# [Text shown]
──────────

Interesting, something I did not know. Thanks.


----------



## TonyD79 (Jan 4, 2002)

Dan203 said:


> I assume that only works after you've subscribed through one of the authorized resellers.
> 
> According to this page there are only currently 6 resellers...
> 
> ...


Okay.

I couldn't check that. I am at work and I ran into blocks.


----------



## bedweazel (Jan 31, 2016)

I take it the subscription can't be separated from the delivery? If I subscribe on Amazon or Apple I can't log in on another device with that info?


----------



## TonyD79 (Jan 4, 2002)

bedweazel said:


> I take it the subscription can't be separated from the delivery? If I subscribe on Amazon or Apple I can't log in on another device with that info?


You have to use an authentication code the device gives you.


----------



## NashGuy (May 2, 2015)

bedweazel said:


> I take it the subscription can't be separated from the delivery? If I subscribe on Amazon or Apple I can't log in on another device with that info?


Yes, you can, at least if HBO NOW works like Showtime. I subscribed to the standalone Showtime service, signing up on Roku. There was no authentication code (as with Showtime Anytime or HBO GO); rather, I was prompted to create a Showtime user name and password. I could then use those credentials to access the service using the Showtime app on Apple TV, iPad, web browser, etc. But since the initial sign-up was through Roku, they handled the billing and got a cut of the $11 monthly fee.

I suppose if TiVo were to offer either of these standalone services, they would need to handle monthly billing since they would have to offer a way for folks to start a new subscription. But since they're already set up to do billing for ongoing TiVo service, and since they stand to get a cut of the subscription fees from HBO or Showtime, I don't see why they wouldn't. Just a matter of getting the services to play ball with TiVo.


----------



## miadlor (Sep 4, 2003)

davefred99 said:


> I guess its good news for some that Tivo as added HBO GO but what about HBO Now for Cord Cutters. For us the whole Idea of TIvo is to use it as an OTA DVR not to subscribe to cable so we can get HBO.


Agree, not really seeing a value point on this being only available to those who already sub to HBO and have OD.


----------



## Dan203 (Apr 17, 2000)

Not all of us have on demand. Comcast and Cox are the only two cable companies that offer access to VOD via TiVo. Those of us on other cable systems rely on OTT services HBOGo and Showtime Anytime to get access to content we pay for without having to rent a cable box for $5-7/mo just to use VOD. I'm in Charter country so this is a very welcome addition for me.


----------



## ebockelman (Jul 12, 2001)

miadlor said:


> Agree, not really seeing a value point on this being only available to those who already sub to HBO and have OD.


Most people with Tivos don't have access to the cable company's on-demand. That's only available to subscribers of a few companies. This move gives linear HBO subscribers to the on-demand back catalog via the device they use to consume TV.

Given that the user base for HBO Go significantly outnumbers that of HBO Now, you can't fault them for hitting that audience first.


----------



## HD_Dude (Sep 11, 2006)

bedweazel said:


> I take it the subscription can't be separated from the delivery? If I subscribe on Amazon or Apple I can't log in on another device with that info?

──────────

# [Stored data]
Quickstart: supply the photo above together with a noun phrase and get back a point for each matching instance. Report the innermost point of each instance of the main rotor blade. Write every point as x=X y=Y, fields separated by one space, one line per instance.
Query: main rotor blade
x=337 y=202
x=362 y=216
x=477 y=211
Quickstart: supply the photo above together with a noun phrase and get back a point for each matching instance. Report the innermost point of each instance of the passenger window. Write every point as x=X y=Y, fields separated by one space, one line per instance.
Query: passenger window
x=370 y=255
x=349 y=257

──────────

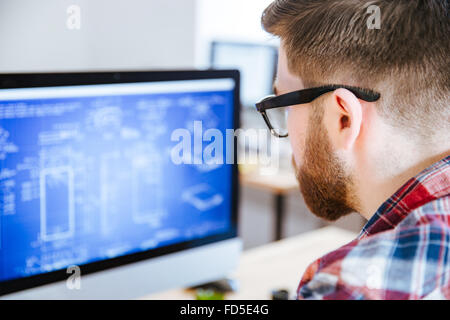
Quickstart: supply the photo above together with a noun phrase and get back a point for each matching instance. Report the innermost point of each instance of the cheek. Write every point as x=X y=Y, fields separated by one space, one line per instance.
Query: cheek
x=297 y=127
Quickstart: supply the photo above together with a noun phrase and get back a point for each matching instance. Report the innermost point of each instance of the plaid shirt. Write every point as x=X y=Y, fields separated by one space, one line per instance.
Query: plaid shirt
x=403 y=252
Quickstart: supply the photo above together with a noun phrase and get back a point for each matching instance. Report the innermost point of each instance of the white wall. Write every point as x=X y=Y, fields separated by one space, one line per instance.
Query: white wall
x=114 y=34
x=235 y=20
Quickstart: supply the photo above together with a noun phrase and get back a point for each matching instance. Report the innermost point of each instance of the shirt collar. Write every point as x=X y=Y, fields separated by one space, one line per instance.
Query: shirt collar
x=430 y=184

──────────

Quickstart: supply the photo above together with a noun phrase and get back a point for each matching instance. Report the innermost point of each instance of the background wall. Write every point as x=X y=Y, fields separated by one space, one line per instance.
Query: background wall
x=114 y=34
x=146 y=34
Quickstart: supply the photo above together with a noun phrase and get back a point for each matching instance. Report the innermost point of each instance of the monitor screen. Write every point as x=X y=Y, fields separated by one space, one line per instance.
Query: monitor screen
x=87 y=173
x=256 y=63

──────────

# [Requests]
(a) In the records, switch "blade" to "hub" in the lines starting with the line that contains "of the main" and going on through the line that contains "x=477 y=211", and write out only those lines with nothing else changed.
(b) Carry on the forum thread about HBO streaming on TiVo from the point where it stops.

# [Answers in order]
(a)
Quickstart: supply the photo above together with a noun phrase and get back a point for each matching instance. Report the innermost point of each instance of the main rotor hub. Write every point as x=X y=Y, fields separated by one space, one line per instance.
Query: main rotor hub
x=337 y=202
x=362 y=216
x=477 y=211

(b)
To be clear: once you subscribe to HBO Now on any platform, you're in.

And then, you can watch it on any platform that offers HBO Now. You just have to authorize the device.

For instance, I got HBO Now via AppleTV. And every month my bill came from Apple.

But as soon as I was an HBO Now customer, I could also use it on my NVidea Shield 4K STB, on my two Android tablets, on my smartphone, and on another AppleTV in another house.


----------



## Dan203 (Apr 17, 2000)

Yes but currently every platform that offers HBO Now also has a way to sign up for a new account. So it wouldn't really make sense for TiVo to offer an HBO Now app unless they also have some way to do the billing. (maybe they're working on that, who knows)


----------



## NashGuy (May 2, 2015)

Dan203 said:


> Yes but currently every platform that offers HBO Now also has a way to sign up for a new account. So it wouldn't really make sense for TiVo to offer an HBO Now app unless they also have some way to do the billing. (maybe they're working on that, who knows)


Yeah. Like clicking a Subscribe button and then getting a message asking you to log into your TiVo account and link a credit card to it, either right there in the app or via TiVo.com.


----------



## davefred99 (Oct 31, 2004)

miadlor said:


> Agree, not really seeing a value point on this being only available to those who already sub to HBO and have OD.


I think it has more to do with TIVO mostly being a cable TV DVR and only giving cord cutters lip service so they can stay on the good side of the cable operators. There is not any real money in catering to the non cable customers. The more I think about it I think Tablo is a better option for cord cutters as it allows for OTA/DVR watching via most all the streaming boxes like Roku & FireTV which both do a far better job @ streaming anyways. Tivo could fix that by offering a Roku/FireTV app but that would kill Tivo Mini sales.


----------



## NashGuy (May 2, 2015)

davefred99 said:


> I think it has more to do with TIVO mostly being a cable TV DVR and only giving cord cutters lip service so they can stay on the good side of the cable operators. There is not any real money in catering to the non cable customers.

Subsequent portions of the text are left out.